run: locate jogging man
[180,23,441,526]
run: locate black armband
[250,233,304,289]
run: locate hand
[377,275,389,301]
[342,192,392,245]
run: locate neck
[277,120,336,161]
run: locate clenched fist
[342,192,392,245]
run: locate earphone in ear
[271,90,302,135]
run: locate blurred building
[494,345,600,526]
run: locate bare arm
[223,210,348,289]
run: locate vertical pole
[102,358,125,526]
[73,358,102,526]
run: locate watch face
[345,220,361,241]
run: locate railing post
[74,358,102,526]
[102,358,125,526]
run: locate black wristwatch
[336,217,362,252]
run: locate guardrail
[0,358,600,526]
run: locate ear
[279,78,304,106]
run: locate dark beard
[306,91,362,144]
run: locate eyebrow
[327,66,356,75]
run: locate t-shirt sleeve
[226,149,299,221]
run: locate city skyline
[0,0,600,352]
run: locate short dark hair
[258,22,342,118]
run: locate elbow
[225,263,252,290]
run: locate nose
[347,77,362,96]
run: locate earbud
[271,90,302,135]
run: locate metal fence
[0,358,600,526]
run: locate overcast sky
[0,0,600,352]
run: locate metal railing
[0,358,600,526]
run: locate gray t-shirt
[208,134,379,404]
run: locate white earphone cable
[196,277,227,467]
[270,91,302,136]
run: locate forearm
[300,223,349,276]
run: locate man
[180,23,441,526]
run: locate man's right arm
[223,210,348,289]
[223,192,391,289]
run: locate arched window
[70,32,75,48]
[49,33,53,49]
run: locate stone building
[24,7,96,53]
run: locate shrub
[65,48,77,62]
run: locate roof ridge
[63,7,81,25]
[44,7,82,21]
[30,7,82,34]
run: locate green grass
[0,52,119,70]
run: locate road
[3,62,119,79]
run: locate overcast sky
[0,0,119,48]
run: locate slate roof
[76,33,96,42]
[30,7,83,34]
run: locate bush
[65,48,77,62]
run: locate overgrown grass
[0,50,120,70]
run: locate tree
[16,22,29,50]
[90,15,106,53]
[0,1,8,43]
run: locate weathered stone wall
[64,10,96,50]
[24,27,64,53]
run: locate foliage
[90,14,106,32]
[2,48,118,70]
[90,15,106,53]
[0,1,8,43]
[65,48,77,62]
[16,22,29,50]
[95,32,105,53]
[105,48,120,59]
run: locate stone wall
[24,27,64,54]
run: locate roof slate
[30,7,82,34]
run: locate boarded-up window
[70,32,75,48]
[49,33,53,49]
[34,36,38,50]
_ _ _ _
▶ EXERCISE: Scale the material from the line containing "run: locate road" through the end by rewriting each of those lines, requests included. Multiply every box coordinate in the answers by 2.45 and round to the nearest whole number, with halves going up. Leave the requests unchanged and include no other lines.

▶ TASK RESULT:
run: locate road
[7,152,292,194]
run: locate overcast sky
[0,0,292,118]
run: locate slate roof
[186,81,235,103]
[74,17,203,83]
run: locate bush
[159,118,189,152]
run: locate overgrown grass
[0,123,294,172]
run: locate tree
[39,54,71,123]
[221,37,260,130]
[0,2,20,105]
run: locate weathered stone wall
[157,25,235,123]
[59,66,157,130]
run: locate foliage
[221,34,260,78]
[5,118,289,172]
[221,37,260,130]
[0,2,20,105]
[159,118,189,152]
[39,54,71,123]
[233,78,257,130]
[257,118,294,145]
run: locate stone wall
[59,66,157,132]
run: locate roof slate
[74,17,201,83]
run: locate boarded-up window
[172,78,184,118]
[120,81,130,120]
[83,88,93,123]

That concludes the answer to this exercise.